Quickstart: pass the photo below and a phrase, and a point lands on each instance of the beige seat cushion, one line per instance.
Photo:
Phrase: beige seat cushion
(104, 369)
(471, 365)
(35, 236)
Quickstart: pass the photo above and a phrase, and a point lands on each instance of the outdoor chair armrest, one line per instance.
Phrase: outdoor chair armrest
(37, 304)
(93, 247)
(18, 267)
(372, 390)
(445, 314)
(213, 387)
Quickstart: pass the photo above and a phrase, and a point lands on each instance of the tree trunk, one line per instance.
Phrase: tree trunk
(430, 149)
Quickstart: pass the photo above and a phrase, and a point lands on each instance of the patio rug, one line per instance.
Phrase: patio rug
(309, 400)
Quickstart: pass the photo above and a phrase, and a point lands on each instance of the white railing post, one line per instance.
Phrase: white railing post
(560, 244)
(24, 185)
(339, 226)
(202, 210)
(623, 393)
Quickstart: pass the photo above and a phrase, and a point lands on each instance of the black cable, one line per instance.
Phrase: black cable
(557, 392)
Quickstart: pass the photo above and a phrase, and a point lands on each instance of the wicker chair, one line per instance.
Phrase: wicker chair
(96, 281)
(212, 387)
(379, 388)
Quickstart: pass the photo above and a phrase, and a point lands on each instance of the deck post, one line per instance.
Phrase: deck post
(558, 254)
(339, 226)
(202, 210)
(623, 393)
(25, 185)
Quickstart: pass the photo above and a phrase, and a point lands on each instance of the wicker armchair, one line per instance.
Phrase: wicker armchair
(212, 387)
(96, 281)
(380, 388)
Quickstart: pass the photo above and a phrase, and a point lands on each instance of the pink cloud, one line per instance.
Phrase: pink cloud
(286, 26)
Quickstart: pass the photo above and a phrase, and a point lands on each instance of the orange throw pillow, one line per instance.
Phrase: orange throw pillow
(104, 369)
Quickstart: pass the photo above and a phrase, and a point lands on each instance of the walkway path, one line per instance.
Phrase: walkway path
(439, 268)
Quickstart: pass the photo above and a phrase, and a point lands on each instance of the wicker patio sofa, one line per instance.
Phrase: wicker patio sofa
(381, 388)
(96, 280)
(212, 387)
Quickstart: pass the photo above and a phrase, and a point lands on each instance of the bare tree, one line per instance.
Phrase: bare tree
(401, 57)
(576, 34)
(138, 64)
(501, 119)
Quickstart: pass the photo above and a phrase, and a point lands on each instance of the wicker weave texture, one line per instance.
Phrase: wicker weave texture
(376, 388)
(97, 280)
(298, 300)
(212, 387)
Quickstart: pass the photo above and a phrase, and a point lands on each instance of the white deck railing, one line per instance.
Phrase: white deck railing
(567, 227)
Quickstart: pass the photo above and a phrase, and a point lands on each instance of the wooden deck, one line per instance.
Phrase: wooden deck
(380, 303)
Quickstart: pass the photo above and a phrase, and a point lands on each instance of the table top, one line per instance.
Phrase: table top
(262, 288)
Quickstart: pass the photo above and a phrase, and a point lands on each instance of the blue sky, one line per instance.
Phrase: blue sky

◇ ◇ ◇ ◇ ◇

* [Request] Write out every entry above word for word, in its original order.

* [Output]
Quickstart: pass the photo below and a phrase, and a point lands on each instance of the beige seat cushion, one line per instance.
Photo:
Phrase: beige seat cushion
(104, 369)
(471, 365)
(35, 236)
Quickstart: pass the photo above and a phrase, and a point lands on each instance of the outdoor chair armrest, one line per instance.
Phrase: outdoor chair armrest
(37, 304)
(93, 247)
(18, 267)
(372, 390)
(445, 314)
(213, 387)
Quickstart: pass the photo above and a phrase, and a point lands on each instance of the tree trunk, one line per instance.
Phrase: tree trunk
(430, 149)
Quickstart: pass the photo above and a phrase, and a point lands on each instance of the patio rug, one line per instance.
Phrase: patio rug
(309, 400)
Quickstart: pass the photo above and a phrase, and a point lands on each instance of the white railing post, one line per instance.
Phrase: white railing post
(560, 244)
(24, 185)
(339, 226)
(202, 210)
(623, 393)
Quickstart: pass the photo above and a phrase, and a point lands on each instance of the black cable, one line per instance.
Phrase: black cable
(557, 392)
Quickstart: pass the photo above and a phrase, and a point lands on each instance of the wicker chair, one line per instance.
Phrase: wicker chair
(96, 281)
(212, 387)
(379, 388)
Quickstart: pass the photo above and a phrase, and a point lands on each instance of the deck post, one line per instance.
Phrase: deck post
(558, 254)
(339, 226)
(202, 210)
(623, 393)
(25, 185)
Quickstart: pass the photo above and a phrase, and a point lands on each instance of the wicker armchair, one line per instance.
Phrase: wicker armchair
(212, 387)
(96, 281)
(380, 388)
Quickstart: pass the photo above and a phrase, and a point lands on each instance of the pink cloud, one line per instance.
Phrase: pink cloud
(286, 26)
Quickstart: pass the photo above and a phrase, and a point lands on each instance of the orange throw pillow, one line per instance.
Phrase: orange throw pillow
(104, 369)
Quickstart: pass the photo above and a phrase, and a point lands on each instance of the walkway path, one line per instance.
Phrase: walkway path
(439, 268)
Quickstart: pass the photo above and a phrase, and a point lands on each instance of the wicker patio sofa, one line per instance.
Phrase: wicker patio sofa
(381, 388)
(96, 280)
(212, 387)
Quickstart: pass the photo above and a phrase, and a point lands on each instance of the bare tree, one line per instance.
Phrase: bare tree
(401, 57)
(576, 34)
(138, 64)
(501, 119)
Quickstart: pass the photo above and a phrase, and a point lands on each instance of the wicker weave texture, one line per instance.
Phrase: wicker weave texture
(376, 388)
(97, 280)
(298, 300)
(212, 387)
Quickstart: pass the photo above and a phrase, and a point lands on each instance of the white deck railing, one line per instance.
Phrase: white deck railing
(567, 227)
Quickstart: pass the photo above and a phrase, and a point lands on each instance of the wooden deck, one line per instance.
Phrase: wooden deck
(380, 303)
Quickstart: pass the photo above and a phrase, and a point lands on each instance of the table top, one line per instance.
Phrase: table top
(262, 288)
Quickstart: pass the photo above and a phrase, and a point lands on each instance of the blue sky, one line per instance.
Phrase: blue sky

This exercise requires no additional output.